**TEXT FOR ANALYSIS**
====

Republicans got a surprising boost Tuesday from AARP, the nation's largest and most powerful seniors group on an issue that's bedeviled Washington for years -- prescription drugs for seniors.
"I think it's important news that there is one party that can essentially control the outcome here," Chris Hansen, director of advocacy for AARP told Fox News. "In terms of getting to a final conclusion, I think having one-party control, whichever party, it is probably a good thing. I think Republicans are serious about making this a priority."
Hansen said that AARP, which favors universal drug coverage, would be willing to endorse a less expensive alternative that only covers the 11 million seniors on Medicare who have no prescription drug coverage.
"If we have to accept a first step first, a first step can be a step in the right direction, a step that can be built upon," he said.
This could be good news for the Bush White House and congressional Republicans as they prepare a prescription drug push in the 108th Congress. The White House is reviewing proposals and a big push is expected in the president's State of the Union address in January.
The president favors a limited Medicare drug bill that emphasizes coverage for the uninsured. Right now, most GOP proposals provide $300 billion in benefits over 10 years.
"It's a bit irresponsible to try to come in with universal coverage over all of our senior population when many of these people don't need it," said Sen. Chuck Hagel, R-Neb., a member of the Senate Budget Committee that will write the broad outlines for a Medicare drug benefit.
"People who are fairly well off and who are now buying their own insurance, I don't think that was the intent of government programs so we focus on those who need most, first, that's the first priority."
Costs are sure to be a huge issue, especially as Congress continues to face budget deficits for the next few years.
According to the Congressional Budget Office, seniors this year are expected to spend $87 billion on prescription drugs. But by 2012, the CBO estimates drug costs for seniors will more than triple, rising to $278 billion. So, when Republicans talk of a 10-year plan with $300 billion in drug benefits, current cost estimates for the 10 years from 2002-2012 are more than $1.8 trillion.
Hagel said Congress must ensure that a drug benefit package does "not saddle generations to come with hundreds of billions of dollars in new additional programs already on a Medicare system that is broken that needs reform terribly."
But Hansen and other advocates of universal drug coverage contend that drug coverage will lower overall Medicare costs -- by shifting them away from costly emergency room and doctor's visits and toward more manageable and anticipated drug costs.

====

**PROVIDED MATERIAL**
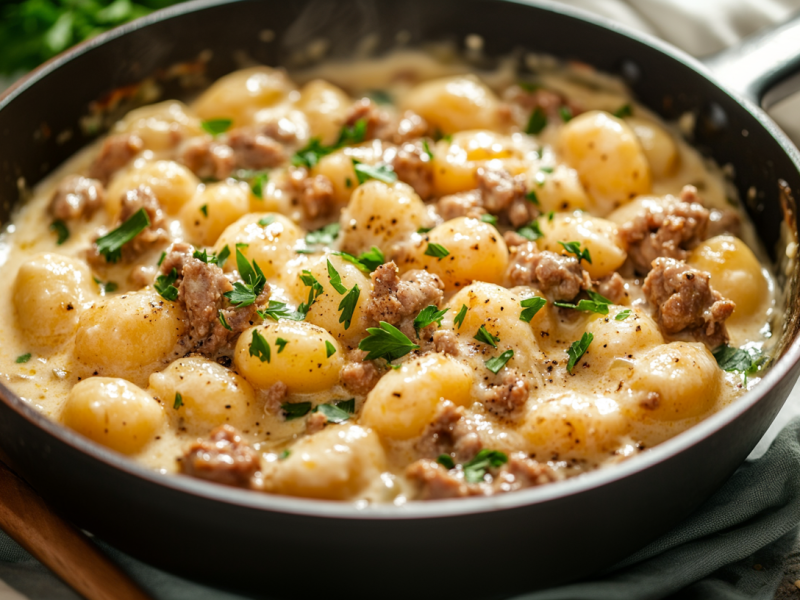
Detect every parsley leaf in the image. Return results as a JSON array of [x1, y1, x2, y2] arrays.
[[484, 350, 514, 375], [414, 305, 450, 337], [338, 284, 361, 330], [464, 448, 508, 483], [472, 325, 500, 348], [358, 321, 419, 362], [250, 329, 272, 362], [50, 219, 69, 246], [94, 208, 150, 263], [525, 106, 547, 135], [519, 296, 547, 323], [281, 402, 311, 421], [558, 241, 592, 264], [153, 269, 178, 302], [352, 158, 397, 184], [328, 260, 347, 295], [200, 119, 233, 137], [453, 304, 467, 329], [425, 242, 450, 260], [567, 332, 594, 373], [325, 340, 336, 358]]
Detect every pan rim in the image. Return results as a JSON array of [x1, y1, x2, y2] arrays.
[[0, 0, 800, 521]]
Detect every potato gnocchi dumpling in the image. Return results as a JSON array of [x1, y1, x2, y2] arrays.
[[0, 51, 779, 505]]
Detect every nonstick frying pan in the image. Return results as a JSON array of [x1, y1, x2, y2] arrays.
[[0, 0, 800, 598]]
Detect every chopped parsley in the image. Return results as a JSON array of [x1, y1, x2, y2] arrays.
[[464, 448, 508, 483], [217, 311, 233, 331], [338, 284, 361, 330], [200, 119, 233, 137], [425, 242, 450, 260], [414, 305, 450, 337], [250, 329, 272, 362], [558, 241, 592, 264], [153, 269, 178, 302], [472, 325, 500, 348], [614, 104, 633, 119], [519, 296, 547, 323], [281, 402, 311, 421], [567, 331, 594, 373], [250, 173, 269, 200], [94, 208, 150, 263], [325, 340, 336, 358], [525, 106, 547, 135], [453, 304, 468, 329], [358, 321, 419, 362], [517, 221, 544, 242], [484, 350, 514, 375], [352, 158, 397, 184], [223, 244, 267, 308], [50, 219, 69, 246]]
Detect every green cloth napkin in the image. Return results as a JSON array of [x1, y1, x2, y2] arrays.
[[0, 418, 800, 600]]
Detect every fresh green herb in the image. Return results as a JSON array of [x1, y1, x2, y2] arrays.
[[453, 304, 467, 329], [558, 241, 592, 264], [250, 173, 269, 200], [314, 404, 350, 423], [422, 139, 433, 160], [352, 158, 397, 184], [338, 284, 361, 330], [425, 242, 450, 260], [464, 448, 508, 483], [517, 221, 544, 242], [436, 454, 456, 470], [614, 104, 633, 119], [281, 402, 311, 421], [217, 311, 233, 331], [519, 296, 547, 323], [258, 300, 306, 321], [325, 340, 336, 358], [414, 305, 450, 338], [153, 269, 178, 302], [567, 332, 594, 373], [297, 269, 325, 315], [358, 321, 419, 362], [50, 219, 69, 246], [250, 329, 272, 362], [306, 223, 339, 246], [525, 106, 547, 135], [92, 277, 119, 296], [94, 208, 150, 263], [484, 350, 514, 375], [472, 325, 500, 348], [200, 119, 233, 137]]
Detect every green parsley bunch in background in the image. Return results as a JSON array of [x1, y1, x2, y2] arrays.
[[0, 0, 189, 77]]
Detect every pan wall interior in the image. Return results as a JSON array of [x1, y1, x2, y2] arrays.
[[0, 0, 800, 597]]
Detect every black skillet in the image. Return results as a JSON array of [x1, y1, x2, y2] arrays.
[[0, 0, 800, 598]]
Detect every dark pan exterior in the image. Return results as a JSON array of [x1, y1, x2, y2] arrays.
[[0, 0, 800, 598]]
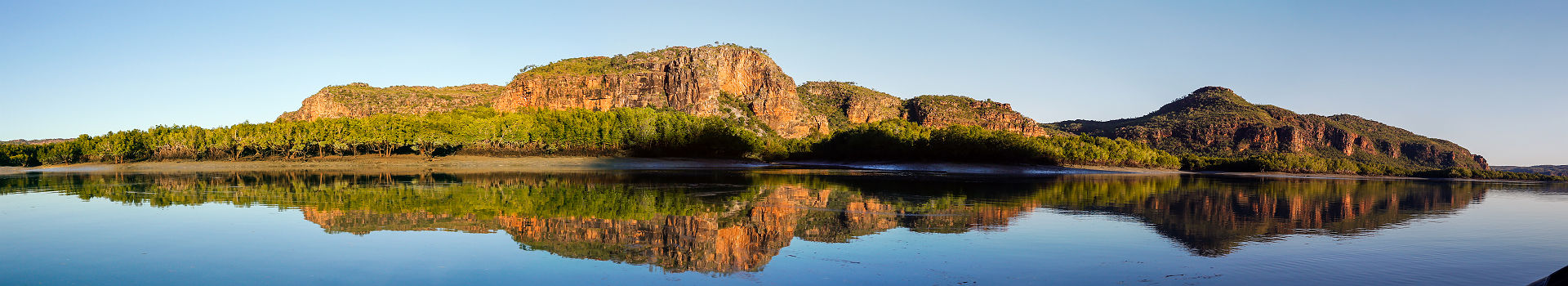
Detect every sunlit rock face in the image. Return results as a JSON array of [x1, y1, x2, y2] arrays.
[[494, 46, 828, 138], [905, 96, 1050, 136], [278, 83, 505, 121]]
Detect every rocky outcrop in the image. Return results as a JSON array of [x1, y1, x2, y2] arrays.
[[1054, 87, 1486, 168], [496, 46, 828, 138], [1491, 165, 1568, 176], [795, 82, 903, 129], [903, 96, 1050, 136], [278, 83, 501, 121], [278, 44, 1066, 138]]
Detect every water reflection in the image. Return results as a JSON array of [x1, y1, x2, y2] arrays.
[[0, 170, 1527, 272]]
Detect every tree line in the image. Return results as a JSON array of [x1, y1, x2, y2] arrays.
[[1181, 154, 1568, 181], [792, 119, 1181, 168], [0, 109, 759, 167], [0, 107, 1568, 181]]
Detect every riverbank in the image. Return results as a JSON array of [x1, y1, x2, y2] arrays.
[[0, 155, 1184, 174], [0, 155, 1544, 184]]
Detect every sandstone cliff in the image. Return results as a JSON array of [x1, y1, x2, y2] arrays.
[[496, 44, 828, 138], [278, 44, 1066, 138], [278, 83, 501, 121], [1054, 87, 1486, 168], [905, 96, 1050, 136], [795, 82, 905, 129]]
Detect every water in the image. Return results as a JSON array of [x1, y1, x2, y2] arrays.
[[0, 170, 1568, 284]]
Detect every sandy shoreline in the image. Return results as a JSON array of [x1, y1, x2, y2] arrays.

====

**PROMPT**
Condense the paragraph of the article on Medicare drug coverage that begins "According to the Congressional Budget Office" into a short bulleted list that keeps its figures.

**EXPECTED ANSWER**
- The Congressional Budget Office expects seniors to spend $87 billion on prescription drugs this year.
- By 2012, it estimates that seniors' drug costs will more than triple, to $278 billion.
- Republicans discuss a 10-year plan with $300 billion in drug benefits.
- Current cost estimates for the 10 years from 2002 to 2012 exceed $1.8 trillion.